Some records:
* start *
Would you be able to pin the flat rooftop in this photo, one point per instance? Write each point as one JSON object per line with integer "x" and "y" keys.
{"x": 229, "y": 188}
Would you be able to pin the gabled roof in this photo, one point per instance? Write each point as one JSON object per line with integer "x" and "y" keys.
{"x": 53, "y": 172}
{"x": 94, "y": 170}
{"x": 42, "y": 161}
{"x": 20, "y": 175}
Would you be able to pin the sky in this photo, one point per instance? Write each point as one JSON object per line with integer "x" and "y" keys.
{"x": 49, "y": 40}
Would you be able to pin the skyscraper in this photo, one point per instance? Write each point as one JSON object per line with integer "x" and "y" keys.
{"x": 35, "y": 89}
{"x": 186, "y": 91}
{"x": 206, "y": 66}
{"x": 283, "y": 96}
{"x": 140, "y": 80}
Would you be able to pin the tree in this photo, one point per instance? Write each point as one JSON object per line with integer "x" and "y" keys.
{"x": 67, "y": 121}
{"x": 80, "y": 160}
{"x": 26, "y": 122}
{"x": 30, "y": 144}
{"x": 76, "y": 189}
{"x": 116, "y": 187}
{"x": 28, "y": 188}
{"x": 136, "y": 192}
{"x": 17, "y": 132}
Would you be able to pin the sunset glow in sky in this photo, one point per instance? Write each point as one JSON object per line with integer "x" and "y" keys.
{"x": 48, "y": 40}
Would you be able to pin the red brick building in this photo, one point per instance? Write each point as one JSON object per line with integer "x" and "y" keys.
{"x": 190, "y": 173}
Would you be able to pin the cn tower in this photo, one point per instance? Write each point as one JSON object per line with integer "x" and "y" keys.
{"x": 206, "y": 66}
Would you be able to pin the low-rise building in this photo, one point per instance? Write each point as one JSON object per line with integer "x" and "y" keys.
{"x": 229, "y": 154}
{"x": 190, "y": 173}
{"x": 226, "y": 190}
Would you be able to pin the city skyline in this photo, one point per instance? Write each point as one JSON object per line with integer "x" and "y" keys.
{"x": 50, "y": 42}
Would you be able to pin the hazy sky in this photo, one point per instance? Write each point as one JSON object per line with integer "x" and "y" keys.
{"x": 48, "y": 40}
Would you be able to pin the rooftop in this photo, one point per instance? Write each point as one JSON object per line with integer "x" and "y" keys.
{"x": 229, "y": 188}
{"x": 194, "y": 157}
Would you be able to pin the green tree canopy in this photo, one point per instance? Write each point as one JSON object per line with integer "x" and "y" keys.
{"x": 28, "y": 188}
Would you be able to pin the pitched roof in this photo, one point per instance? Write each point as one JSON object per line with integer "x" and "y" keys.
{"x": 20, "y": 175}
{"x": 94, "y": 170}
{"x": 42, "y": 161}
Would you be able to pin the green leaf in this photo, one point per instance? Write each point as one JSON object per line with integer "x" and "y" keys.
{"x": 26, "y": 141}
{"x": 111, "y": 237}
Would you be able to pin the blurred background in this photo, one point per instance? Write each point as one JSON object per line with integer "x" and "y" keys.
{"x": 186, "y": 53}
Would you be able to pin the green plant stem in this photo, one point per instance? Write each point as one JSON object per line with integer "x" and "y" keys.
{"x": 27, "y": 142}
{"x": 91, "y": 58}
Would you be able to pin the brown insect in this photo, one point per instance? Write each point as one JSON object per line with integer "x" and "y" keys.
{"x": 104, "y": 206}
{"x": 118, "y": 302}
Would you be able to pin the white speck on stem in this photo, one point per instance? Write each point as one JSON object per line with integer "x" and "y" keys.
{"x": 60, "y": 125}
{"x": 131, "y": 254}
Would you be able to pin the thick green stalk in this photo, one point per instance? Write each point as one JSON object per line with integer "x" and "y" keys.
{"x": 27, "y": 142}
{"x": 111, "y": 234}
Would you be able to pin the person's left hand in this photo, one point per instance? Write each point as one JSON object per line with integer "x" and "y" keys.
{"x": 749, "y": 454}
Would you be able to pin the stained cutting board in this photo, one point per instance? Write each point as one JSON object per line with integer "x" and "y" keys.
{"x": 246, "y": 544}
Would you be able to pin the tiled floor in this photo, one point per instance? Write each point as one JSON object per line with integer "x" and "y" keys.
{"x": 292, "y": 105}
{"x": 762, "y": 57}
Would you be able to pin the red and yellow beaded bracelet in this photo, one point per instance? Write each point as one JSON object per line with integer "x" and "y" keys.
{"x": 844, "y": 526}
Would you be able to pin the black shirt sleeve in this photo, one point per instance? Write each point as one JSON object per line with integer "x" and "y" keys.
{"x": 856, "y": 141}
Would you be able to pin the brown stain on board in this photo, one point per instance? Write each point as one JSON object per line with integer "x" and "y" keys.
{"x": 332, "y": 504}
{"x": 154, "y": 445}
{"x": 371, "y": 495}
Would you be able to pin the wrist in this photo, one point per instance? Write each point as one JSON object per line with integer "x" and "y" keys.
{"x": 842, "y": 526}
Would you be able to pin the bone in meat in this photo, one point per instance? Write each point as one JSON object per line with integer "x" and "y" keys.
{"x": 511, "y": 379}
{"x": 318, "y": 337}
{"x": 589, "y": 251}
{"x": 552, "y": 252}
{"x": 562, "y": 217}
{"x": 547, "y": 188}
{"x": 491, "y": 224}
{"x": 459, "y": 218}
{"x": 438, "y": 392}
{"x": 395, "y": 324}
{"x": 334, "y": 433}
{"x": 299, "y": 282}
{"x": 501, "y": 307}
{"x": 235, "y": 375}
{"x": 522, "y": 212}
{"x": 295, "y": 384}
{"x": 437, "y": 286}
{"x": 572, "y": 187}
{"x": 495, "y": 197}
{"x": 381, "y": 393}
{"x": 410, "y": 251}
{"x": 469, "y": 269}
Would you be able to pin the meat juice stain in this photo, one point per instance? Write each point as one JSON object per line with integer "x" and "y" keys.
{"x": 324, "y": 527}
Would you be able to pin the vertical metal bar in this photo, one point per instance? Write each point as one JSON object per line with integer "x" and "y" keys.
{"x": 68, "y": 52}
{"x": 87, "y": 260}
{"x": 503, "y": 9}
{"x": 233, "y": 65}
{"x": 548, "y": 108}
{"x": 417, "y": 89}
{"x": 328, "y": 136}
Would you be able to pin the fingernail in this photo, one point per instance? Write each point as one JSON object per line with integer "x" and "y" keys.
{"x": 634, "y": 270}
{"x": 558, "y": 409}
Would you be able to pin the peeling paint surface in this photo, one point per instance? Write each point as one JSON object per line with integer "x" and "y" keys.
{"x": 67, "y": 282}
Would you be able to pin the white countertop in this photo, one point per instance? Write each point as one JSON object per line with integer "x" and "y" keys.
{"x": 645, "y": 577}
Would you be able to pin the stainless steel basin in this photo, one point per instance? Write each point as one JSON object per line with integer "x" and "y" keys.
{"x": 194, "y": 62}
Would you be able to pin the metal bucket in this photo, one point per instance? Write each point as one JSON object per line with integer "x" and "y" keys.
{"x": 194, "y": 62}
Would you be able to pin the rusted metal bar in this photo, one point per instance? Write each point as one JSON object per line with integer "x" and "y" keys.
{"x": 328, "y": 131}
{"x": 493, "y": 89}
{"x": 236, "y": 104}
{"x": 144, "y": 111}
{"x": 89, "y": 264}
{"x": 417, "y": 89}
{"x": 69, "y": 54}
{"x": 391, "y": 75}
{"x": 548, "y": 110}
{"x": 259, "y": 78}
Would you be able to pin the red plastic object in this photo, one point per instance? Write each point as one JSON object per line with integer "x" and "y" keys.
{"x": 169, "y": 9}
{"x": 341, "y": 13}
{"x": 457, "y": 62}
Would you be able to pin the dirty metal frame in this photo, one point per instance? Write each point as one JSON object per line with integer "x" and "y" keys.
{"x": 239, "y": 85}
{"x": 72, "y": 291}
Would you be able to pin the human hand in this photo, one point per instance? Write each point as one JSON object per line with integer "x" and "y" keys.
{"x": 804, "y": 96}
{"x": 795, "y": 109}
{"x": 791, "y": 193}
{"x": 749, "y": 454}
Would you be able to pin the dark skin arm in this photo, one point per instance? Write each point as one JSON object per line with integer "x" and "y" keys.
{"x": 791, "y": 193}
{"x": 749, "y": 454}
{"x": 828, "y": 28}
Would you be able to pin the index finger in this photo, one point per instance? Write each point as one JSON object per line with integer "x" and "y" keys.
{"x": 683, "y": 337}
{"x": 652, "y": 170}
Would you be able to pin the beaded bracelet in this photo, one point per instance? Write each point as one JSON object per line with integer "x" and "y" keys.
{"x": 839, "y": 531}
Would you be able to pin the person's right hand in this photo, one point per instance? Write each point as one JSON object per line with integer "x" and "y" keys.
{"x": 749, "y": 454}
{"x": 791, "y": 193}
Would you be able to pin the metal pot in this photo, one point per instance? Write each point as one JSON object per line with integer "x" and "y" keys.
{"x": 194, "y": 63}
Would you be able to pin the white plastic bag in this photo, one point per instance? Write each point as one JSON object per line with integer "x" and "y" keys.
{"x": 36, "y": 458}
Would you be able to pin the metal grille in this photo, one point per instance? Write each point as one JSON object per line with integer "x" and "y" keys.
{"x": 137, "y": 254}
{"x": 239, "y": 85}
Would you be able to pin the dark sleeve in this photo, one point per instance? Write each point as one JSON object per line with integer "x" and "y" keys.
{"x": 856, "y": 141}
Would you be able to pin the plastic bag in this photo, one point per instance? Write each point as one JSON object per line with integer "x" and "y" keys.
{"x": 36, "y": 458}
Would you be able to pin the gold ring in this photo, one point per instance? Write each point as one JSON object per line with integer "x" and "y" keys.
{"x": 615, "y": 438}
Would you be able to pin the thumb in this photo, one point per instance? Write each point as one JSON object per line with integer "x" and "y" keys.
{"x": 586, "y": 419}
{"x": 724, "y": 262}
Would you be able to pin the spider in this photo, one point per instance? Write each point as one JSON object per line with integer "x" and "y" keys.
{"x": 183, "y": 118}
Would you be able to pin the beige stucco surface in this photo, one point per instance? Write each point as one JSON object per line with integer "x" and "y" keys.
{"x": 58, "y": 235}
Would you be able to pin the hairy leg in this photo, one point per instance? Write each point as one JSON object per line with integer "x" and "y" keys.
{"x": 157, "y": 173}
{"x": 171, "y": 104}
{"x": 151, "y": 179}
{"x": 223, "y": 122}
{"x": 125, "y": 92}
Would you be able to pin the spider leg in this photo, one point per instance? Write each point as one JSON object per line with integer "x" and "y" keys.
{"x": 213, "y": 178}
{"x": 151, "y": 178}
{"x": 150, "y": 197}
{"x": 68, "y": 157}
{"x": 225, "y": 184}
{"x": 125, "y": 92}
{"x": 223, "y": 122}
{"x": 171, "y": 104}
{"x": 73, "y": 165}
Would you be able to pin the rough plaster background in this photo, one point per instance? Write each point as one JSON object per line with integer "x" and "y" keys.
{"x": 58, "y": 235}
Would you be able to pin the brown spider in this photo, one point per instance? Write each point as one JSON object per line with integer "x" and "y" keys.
* end *
WHAT THIS TASK INVOLVES =
Render the lines of the records above as a numbered list, starting with the line containing "Would you be able to pin the hairy" and running through the end of the records, with both ends included. Include only those lines, and omit any blank ones.

ANSWER TO THE PROBLEM =
1. Would you be able to pin the hairy leg in this photo, one point per instance? Write each point as one JSON object per line with integer "x" and "y" keys.
2. {"x": 157, "y": 173}
3. {"x": 171, "y": 104}
4. {"x": 151, "y": 179}
5. {"x": 223, "y": 122}
6. {"x": 125, "y": 92}
7. Would you be able to pin the spider leg in this photo, one point per instance? Write each point as one JSON object per line with integer "x" and "y" keys.
8. {"x": 213, "y": 178}
9. {"x": 151, "y": 178}
10. {"x": 150, "y": 197}
11. {"x": 68, "y": 157}
12. {"x": 225, "y": 184}
13. {"x": 125, "y": 92}
14. {"x": 223, "y": 122}
15. {"x": 171, "y": 104}
16. {"x": 73, "y": 165}
17. Would you be able to pin the rough plaster background in this photo, one point per instance? Write each point as one JSON object per line with integer "x" and "y" keys.
18. {"x": 58, "y": 235}
19. Would you be able to pin the brown spider in this photo, one point per instance? Write each point as one JSON object per line with integer "x" and "y" keys.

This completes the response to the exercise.